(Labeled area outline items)

╭──

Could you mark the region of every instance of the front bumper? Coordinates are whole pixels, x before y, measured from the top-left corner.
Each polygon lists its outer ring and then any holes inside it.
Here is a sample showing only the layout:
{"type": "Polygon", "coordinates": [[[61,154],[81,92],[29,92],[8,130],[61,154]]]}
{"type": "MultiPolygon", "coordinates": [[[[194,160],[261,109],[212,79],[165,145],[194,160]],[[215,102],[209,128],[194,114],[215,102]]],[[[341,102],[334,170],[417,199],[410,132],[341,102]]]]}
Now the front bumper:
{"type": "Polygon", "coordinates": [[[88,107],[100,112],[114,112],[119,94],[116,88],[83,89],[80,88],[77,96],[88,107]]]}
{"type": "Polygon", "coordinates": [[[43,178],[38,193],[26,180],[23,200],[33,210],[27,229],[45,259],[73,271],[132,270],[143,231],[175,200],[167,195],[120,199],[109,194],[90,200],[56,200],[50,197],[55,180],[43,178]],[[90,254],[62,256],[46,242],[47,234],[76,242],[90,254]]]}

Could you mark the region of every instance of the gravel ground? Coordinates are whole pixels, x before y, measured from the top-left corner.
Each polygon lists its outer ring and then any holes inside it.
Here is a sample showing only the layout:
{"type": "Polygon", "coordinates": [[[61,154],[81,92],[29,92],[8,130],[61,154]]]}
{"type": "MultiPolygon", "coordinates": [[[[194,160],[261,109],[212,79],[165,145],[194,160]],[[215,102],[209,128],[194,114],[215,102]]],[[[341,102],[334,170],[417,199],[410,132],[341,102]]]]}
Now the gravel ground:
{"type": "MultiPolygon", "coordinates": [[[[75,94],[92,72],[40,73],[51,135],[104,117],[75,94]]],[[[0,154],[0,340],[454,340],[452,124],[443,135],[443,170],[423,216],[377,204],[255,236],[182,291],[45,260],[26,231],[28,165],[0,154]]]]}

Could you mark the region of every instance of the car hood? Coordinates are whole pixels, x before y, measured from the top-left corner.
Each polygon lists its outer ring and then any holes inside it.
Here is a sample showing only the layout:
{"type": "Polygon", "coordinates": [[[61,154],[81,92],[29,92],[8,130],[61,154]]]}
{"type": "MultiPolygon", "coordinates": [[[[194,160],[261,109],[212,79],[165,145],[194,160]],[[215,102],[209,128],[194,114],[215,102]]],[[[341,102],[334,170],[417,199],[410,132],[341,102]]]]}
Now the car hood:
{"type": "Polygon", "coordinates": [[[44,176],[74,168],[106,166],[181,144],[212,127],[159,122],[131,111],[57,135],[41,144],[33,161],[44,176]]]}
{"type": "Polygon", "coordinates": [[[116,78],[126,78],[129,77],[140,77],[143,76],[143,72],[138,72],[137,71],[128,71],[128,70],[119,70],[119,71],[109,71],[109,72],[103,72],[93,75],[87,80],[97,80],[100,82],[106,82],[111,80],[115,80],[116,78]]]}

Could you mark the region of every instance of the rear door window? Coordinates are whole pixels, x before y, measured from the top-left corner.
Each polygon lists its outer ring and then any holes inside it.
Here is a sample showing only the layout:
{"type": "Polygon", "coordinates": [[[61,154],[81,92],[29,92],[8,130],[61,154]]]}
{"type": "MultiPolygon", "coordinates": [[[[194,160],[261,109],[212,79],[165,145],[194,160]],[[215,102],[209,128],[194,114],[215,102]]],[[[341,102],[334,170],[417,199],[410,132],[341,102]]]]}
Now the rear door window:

╰──

§ WORK TO COMPLETE:
Rewrite all of the items above, replacing every occurrence of "top-left corner" with "upper-left corner" and leaving everything else unchanged.

§ EXERCISE SOLUTION:
Could you mark the region of every instance of the front bumper? Coordinates are whole pixels, x before y, measured from the upper-left corner.
Each polygon lists its outer ring and then any holes inside it.
Here is a sample showing only the layout:
{"type": "Polygon", "coordinates": [[[61,154],[81,92],[29,92],[8,130],[61,154]]]}
{"type": "MultiPolygon", "coordinates": [[[[194,160],[261,109],[212,79],[165,145],[194,160]],[[215,102],[209,128],[194,114],[215,102]]],[[[341,102],[334,170],[417,199],[410,132],[341,102]]]]}
Now the front bumper:
{"type": "Polygon", "coordinates": [[[88,107],[100,112],[114,112],[119,94],[116,88],[83,89],[80,88],[77,96],[88,107]]]}
{"type": "Polygon", "coordinates": [[[43,178],[38,193],[26,180],[23,200],[33,210],[27,229],[45,259],[73,271],[132,270],[143,231],[175,200],[167,195],[120,199],[109,194],[90,200],[56,200],[50,197],[55,180],[43,178]],[[90,254],[62,256],[46,242],[47,234],[76,242],[90,254]]]}

Could you mark the region of every instance of the gravel ground? Coordinates are whole pixels, x before y, measured from the upper-left corner.
Each polygon lists its outer ring and then any holes inside it.
Here is a sample showing only the layout:
{"type": "Polygon", "coordinates": [[[61,154],[81,92],[29,92],[8,130],[61,154]]]}
{"type": "MultiPolygon", "coordinates": [[[[194,160],[261,109],[212,79],[165,145],[194,160]],[[215,102],[209,128],[194,114],[215,102]]],[[[341,102],[334,170],[417,199],[410,132],[341,102]]]]}
Now the gravel ground:
{"type": "MultiPolygon", "coordinates": [[[[75,94],[92,72],[40,73],[51,135],[104,117],[75,94]]],[[[0,154],[0,340],[454,340],[452,124],[443,135],[443,170],[423,216],[377,204],[255,236],[182,291],[45,260],[26,231],[28,165],[0,154]]]]}

Could you mark the region of every instance of the car hood? Coordinates are whole pixels, x before y, measured from the upper-left corner.
Each polygon lists its outer ring and then any holes inside it.
Here is a sample showing only the layout:
{"type": "Polygon", "coordinates": [[[61,154],[81,92],[29,92],[8,130],[61,154]]]}
{"type": "MultiPolygon", "coordinates": [[[[194,160],[261,109],[212,79],[165,145],[194,160]],[[215,102],[209,128],[194,114],[215,102]]],[[[341,102],[334,170],[417,199],[410,132],[341,102]]]]}
Now the car hood:
{"type": "Polygon", "coordinates": [[[44,176],[74,168],[106,166],[181,144],[212,127],[159,122],[131,111],[57,135],[41,144],[33,161],[44,176]]]}
{"type": "Polygon", "coordinates": [[[116,78],[126,78],[129,77],[140,77],[143,76],[143,72],[138,72],[137,71],[128,71],[128,70],[119,70],[119,71],[109,71],[109,72],[103,72],[93,75],[87,80],[97,80],[100,82],[106,82],[111,80],[115,80],[116,78]]]}

Could you mark the region of every instance of the rear door window? Coordinates are whole pixels, x before y, measured from the upper-left corner.
Each polygon lists its outer ring and then any holes inside it.
Here is a sample showing only the layout:
{"type": "Polygon", "coordinates": [[[61,154],[81,92],[29,92],[8,130],[61,154]]]}
{"type": "MultiPolygon", "coordinates": [[[[194,160],[261,109],[212,79],[165,145],[194,160]],[[215,102],[209,128],[194,114],[215,102]]],[[[341,102],[334,170],[417,199],[410,132],[341,102]]]]}
Now the rear door window:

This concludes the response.